● **EXTRAIT DU DOCUMENT**
══════════════════════════════
Aurélien Barrau: «La presse est suiviste et ne se met pas en danger»


Dans Dans l'actu À l'unif
Emma Puma

Début avril, Aurélien Barrau, astrophysicien, philosophe et écrivain, s’est vu remettre les insignes de Docteur honoris causa de l’Université de Liège. L’occasion pour «l’éveilleur de conscience pour la sauvegarde de notre planète» d’échanger avec les étudiants du Master en Journalisme sur son rapport aux médias et le rôle des journalistes dans un contexte de crise écologique grandissante. 

En 2018, Aurélien Barrau signe une tribune dans Le Monde appelant les politiques à prendre leurs responsabilités face «au plus grand défi de l’histoire de l’humanité». En 2019, il est l’invité de l’émission Quotidien, présentée par Yann Barthès et se retrouve quelques mois plus tard sur le plateau du 28 minutes d’Arte. Une médiatisation à laquelle l’auteur de L’hypothèse K va pourtant vite mettre un frein. 

Ne pas nourrir le système

L’astrophysicien l’a appris à ses dépens: «Une des caractéristiques du système capitaliste est qu’il se nourrit de tout ce qu’on lui donne. Quoi qu’on fasse, on sert le systèmeAurélien Barrau prend rapidement conscience qu’il est une diversion qui maintient le système en place. Ce constat le pousse à décliner la quasi-totalité des invitations des médias. Il refuse d’assumer le rôle d'exutoire pour un système qu’il exècre. «On vit dans un monde dans lequel affirmer en direct que la meilleure action que puisse entreprendre Quotidien pour l’écologie, c’est de disparaître, provoque un pic d’audience.» Pic d’audience pour lequel le producteur ne manquera pas de le remercier.

Aurélien Barrau

© Université de Liège

Suffisant, ce n’est pas assez

Ce retrait médiatique n’est-il pas synonyme d’abandon? Ne faudrait-il pas au contraire monopoliser l’espace médiatique pour faire passer son message? Pas pour Aurélien Barrau, qui estime au contraire qu’il faut faire les choses dans la mesure et refuser de participer à une logique de maximisation. «La seule chose sur laquelle on a prise, c’est sur ce qu’on ne fait pas.» C’est dans cette logique que le philosophe choisit les médias auxquels il accorde une entrevue : «J’ai préféré passer dans des petits médias comme National Geographic ou France Inter par exemple, plutôt que sur des grosses chaînes comme TF1.»

Lire la presse a-t-il encore un sens?

«Quelle alternative avons-nous aux médias mainstream? Les réseaux sociaux?  Certainement pas!», décoche Aurélien Barrau. Car si les reproches adressés aux médias dominants pleuvent, les réseaux sociaux et leurs biais de confirmation ne constitueront pas notre planche de salut. «Une des propriétés de la presse, c’est qu’elle propose encore une réalité commune à laquelle se rattacher», souligne Aurélien Barrau. 

Mais la presse charrie aussi avec elle le mirage de la neutralité et une pensée dominante à laquelle il est presque impossible de déroger. «La presse est suiviste. Elle ne traite et ne défend que ce qui a déjà été digéré par le système. Or, ce qui importe aujourd’hui, c’est de se mouiller, se mettre en danger.»
══════════════════════════════
● **DOCUMENTS FOURNIS**
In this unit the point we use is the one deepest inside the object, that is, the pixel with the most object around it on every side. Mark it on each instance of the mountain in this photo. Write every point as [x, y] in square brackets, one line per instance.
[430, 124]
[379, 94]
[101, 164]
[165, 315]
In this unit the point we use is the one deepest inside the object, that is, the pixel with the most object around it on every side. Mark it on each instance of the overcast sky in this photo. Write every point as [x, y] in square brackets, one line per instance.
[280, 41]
══════════════════════════════
● **EXERCICE**
Poursuivez l'article sur Aurélien Barrau et les médias en reprenant juste après sa dernière phrase.

● **RÉPONSE RÉDIGÉE**
Aurélien Barrau

© Université de Liège

Rester un «voyou»

L’astrophysicien veut pouvoir rester un «voyou», un agitateur de l’espace public. Il faut selon lui réprimer «le fantasme de pureté propre à beaucoup de militants». Il est nécessaire de déranger tout en restant audible s’il on ne veut pas desservir sa cause. Mais pas question pour autant de faire l’éloge du compromis, car cela ne remet pas en cause le système. 

Pour Aurélien Barrau, il est urgent de «travailler sur le désir»: il ne faut pas interdire aux gens de prendre l’avion, il faut faire en sorte que prendre l’avion ne soit plus désirable. Là, seulement, le changement peut être durable. 

Faire quelque chose

La récente Charte pour un journalisme à la hauteur de l'urgence écologique représente-t-elle une piste de solution valable pour un meilleur traitement médiatique des questions climatiques? «Les chartes sont souvent des cache-misère. Mais, au moins, on fait quelque chose. Chacun doit utiliser les moyens, petits ou grands, avec lesquels il est à l’aise.» 

Et plus encore qu’agir, Aurélien Barrau insiste surtout sur l’importance de se demander «pourquoi nous agissons ainsi?» Pour les journalistes, cela signifie entamer une réflexion sur la manière de traiter les faits, de les contextualiser. «Le pouvoir des journalistes réside dans le recadrage des débats.»


Les Belges, les médias et l'écologie

Dans son sixième rapport, le GIEC insiste sur le rôle crucial des médias pour «cadrer et transmettre les informations sur le changement climatique». Comment définir le journalisme écologique? Des initiatives sont-elles mises en place dans les médias francophones? Quel est le rapport des Belges face aux infos sur le dérèglement climatique? Éléments de réponse en infographies.

 

Journalisme écologique définition1

Créée en 2022, la “charte pour un journalisme à la hauteur de l’urgence écologique” invite les journalistes à traiter l’information en y intégrant pleinement le changement climatique. Pédagogie, choix du lexique, enquête, indépendance… les treize points de la charte guident les signataires dans leur rôle d’informateur sur la crise en cours.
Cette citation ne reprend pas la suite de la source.